Extract:
* * * * * * *

Articles

Federal Intervention in U.S. Housing Market Continues With Home Affordable Foreclosure Alternatives Program

By Jeffrey C. O'Brien

The art of economics consists in looking not merely at the immediate but at the longer effects of any act or policy; it consists in tracing the consequences of that policy not merely for one group but for all groups.

-Henry Hazlitt, Economics in One Lesson (1946)

On November 30, 2009, the U.S. Treasury Department issued Supplemental Directive 09-09 outlining the guidelines for the new Home Affordable Foreclosure Alternatives ("HAFA") program.

HAFA is the latest of several efforts of the Federal government to revive the slumping U.S. housing market, a market which has been affected by Federal intervention therein for 70 years for purposes of increasing housing affordability and availability to low-income families. With the collapse of the subprime mortgage market in 2006 and the corresponding economic crisis spurred on by widespread investment in mortgage-backed securities, a revival of the housing market has been the top objective of policymakers in Washington, D.C. Beginning during the waning months of the Bush Administration and passage of the First Time Homebuyer Tax Credit in 2008 and continuing into the Obama Administration with two subsequent modifications and extension of the Credit as well as the establishment of a federal mortgage loan modification program called the Home Affordable Modification Program ("HAMP"), these short-term fixes have met varying degrees of success. However, uncertainty abounds when considering the long-term effects these initiatives will have on the housing market.

Relation of HAFA to HAMP

HAFA is an outgrowth of the HAMP program which offered incentives to mortgage servicers and investors who were able to provide certain qualified borrowers with a modification of a first mortgage loan which was in default or at risk of default with the goal of keeping borrowers in their homes through the difficult economic times.

The Failure of HAMP

The HAMP program, however, has been derided by many economists and commentators as not only failing in its goals, but actually adding to the woes of the U.S. housing market. A January 2, 2010 New York Times article documents the ill effects of the program, including temporary modifications leading ultimately to new defaults and eventual foreclosures, banks using temporary modifications to avoid a proper accounting of the mortgage losses still on their books, and a glut of properties still on tap for foreclosure proceedings that will prolong the current housing slump.

* * * * * * *

Dataset rows:
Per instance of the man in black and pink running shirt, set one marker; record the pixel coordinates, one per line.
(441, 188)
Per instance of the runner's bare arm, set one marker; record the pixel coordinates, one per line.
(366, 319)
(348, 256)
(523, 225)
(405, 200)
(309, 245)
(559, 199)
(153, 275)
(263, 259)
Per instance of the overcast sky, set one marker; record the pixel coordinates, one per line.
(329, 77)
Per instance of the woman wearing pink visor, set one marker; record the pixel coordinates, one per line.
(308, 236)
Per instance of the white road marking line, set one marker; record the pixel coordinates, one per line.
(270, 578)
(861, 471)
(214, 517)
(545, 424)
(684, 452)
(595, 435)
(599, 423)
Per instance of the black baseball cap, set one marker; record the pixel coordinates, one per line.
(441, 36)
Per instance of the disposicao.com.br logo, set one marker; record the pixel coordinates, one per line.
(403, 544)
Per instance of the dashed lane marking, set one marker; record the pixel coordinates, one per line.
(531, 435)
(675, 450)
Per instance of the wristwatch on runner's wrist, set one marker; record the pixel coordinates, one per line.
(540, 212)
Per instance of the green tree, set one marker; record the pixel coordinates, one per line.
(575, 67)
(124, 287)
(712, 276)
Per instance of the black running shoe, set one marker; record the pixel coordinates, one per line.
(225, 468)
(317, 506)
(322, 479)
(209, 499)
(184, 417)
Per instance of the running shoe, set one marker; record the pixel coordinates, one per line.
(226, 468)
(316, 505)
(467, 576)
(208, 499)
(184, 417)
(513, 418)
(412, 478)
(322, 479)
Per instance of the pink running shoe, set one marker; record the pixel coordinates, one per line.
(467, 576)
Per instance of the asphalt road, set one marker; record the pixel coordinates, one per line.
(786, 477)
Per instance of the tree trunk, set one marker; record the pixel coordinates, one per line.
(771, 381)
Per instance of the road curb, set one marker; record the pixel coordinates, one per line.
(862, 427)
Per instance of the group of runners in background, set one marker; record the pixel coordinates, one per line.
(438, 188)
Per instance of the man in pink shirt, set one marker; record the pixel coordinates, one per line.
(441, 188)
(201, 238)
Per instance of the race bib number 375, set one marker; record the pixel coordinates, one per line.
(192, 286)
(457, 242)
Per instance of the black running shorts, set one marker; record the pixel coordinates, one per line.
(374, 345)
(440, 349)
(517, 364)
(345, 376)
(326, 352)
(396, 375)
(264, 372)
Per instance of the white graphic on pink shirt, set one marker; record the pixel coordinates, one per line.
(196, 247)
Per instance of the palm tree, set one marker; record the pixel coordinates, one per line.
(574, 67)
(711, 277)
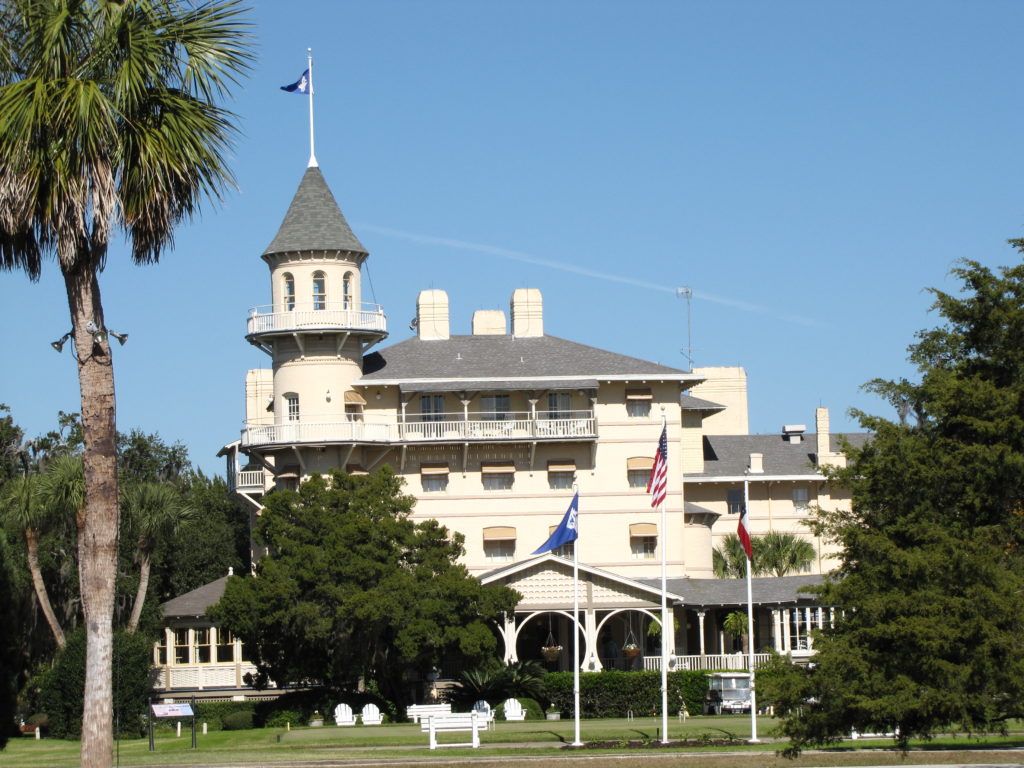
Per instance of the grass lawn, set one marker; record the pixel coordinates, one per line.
(401, 742)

* * * * * * *

What the task asks:
Reproduce the passage of the housing article above between "Federal Intervention in" and "for all groups.", inclusive.

Written response:
Federal Intervention in U.S. Housing Market Continues With Home Affordable Foreclosure Alternatives Program

By Jeffrey C. O'Brien

The art of economics consists in looking not merely at the immediate but at the longer effects of any act or policy; it consists in tracing the consequences of that policy not merely for one group but for all groups.